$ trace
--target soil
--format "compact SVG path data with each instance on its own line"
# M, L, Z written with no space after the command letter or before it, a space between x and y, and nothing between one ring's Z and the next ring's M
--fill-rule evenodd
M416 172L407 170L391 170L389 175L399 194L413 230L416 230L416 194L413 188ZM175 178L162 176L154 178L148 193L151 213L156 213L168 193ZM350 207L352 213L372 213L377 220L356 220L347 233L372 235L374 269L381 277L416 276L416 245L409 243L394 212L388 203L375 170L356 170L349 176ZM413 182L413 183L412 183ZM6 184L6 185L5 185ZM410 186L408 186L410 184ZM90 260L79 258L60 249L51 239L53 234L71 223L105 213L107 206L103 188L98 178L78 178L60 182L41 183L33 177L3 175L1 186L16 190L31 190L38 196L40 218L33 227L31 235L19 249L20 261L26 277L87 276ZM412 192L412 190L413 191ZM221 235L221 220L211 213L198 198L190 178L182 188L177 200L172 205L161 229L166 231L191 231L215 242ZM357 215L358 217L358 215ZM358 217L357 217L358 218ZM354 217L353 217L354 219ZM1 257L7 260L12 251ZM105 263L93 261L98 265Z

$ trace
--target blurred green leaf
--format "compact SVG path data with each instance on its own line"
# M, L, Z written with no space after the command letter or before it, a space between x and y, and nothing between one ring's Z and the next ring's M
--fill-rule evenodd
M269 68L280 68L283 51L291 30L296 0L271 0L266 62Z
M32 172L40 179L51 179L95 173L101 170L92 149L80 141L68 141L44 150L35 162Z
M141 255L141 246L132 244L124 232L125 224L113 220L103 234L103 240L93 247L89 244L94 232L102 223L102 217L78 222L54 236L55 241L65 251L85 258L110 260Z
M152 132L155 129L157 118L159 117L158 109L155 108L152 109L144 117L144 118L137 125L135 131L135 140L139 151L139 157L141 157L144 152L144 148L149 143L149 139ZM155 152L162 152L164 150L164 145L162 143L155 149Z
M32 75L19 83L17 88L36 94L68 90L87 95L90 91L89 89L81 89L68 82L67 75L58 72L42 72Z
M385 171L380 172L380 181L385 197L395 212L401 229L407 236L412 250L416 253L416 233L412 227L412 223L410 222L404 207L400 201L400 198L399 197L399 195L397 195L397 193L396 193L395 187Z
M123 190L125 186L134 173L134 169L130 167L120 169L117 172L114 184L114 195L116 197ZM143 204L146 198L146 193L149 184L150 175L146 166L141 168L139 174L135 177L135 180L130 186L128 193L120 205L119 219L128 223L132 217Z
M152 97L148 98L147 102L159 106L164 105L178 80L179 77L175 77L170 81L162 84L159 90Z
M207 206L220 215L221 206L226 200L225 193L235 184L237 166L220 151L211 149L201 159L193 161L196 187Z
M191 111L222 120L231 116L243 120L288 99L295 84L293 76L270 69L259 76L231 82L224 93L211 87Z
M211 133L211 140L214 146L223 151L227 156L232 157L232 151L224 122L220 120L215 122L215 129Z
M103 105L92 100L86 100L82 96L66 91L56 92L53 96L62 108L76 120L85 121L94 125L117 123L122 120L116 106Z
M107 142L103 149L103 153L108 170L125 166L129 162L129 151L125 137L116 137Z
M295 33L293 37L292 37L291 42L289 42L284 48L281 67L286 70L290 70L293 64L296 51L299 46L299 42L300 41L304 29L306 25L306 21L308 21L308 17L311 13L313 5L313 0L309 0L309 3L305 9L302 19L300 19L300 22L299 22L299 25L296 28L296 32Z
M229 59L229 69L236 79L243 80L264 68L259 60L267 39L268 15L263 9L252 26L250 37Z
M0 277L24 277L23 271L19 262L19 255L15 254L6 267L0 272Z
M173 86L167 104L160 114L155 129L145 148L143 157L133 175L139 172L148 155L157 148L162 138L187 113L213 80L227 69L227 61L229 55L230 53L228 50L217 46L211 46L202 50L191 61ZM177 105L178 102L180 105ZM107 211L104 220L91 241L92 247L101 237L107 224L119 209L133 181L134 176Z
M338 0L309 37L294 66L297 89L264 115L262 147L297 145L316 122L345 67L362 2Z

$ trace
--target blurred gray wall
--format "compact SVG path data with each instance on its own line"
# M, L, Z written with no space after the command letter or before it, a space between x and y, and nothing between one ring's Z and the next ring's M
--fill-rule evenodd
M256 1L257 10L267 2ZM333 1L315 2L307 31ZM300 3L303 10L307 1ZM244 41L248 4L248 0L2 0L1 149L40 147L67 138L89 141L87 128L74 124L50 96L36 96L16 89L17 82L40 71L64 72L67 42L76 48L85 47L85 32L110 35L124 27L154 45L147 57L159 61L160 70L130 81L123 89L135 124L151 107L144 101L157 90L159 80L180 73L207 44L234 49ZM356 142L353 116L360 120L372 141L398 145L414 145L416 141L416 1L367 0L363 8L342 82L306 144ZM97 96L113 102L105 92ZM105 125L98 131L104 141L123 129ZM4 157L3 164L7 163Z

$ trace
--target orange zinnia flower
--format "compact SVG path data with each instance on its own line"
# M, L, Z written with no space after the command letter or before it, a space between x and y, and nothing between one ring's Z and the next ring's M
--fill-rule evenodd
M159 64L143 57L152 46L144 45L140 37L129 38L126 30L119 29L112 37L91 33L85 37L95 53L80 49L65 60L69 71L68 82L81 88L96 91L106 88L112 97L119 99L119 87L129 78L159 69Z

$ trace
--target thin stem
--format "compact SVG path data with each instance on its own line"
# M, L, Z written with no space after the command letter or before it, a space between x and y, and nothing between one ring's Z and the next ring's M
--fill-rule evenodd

▶ [Stated exercise]: Reproduce only the lines from the start of the records through the line containing "M416 172L407 170L391", inclusive, substituting "sand" for "soil" and leaving everything else unchanged.

▶ [Full response]:
$ trace
--target sand
--format "compact SVG path data with each instance on its own line"
# M, L, Z written with no space after the command letter or before it, a space between x and y, and nothing between one ring's Z and the next ring's M
--fill-rule evenodd
M416 172L407 170L391 170L389 175L399 194L413 230L416 230L416 194L413 188ZM175 178L162 176L154 178L148 193L151 213L156 213L168 193ZM350 207L352 213L372 213L377 220L356 220L347 233L372 235L374 269L381 277L416 276L416 245L409 243L394 212L388 203L375 170L356 170L349 176ZM413 182L413 183L412 183ZM6 184L6 185L5 185ZM410 186L408 186L410 184ZM90 260L79 258L60 249L51 239L53 234L71 223L105 213L107 206L103 188L98 178L78 178L60 182L41 183L33 177L3 175L1 186L16 190L31 190L38 196L40 218L33 227L31 235L19 249L20 261L26 277L87 276ZM412 192L412 190L413 191ZM221 235L221 220L211 213L198 198L190 178L182 188L177 200L172 205L161 229L166 231L191 231L215 242ZM357 215L358 217L358 215ZM358 217L357 217L358 218ZM354 217L353 217L354 219ZM1 257L7 260L12 251ZM105 263L93 261L98 265Z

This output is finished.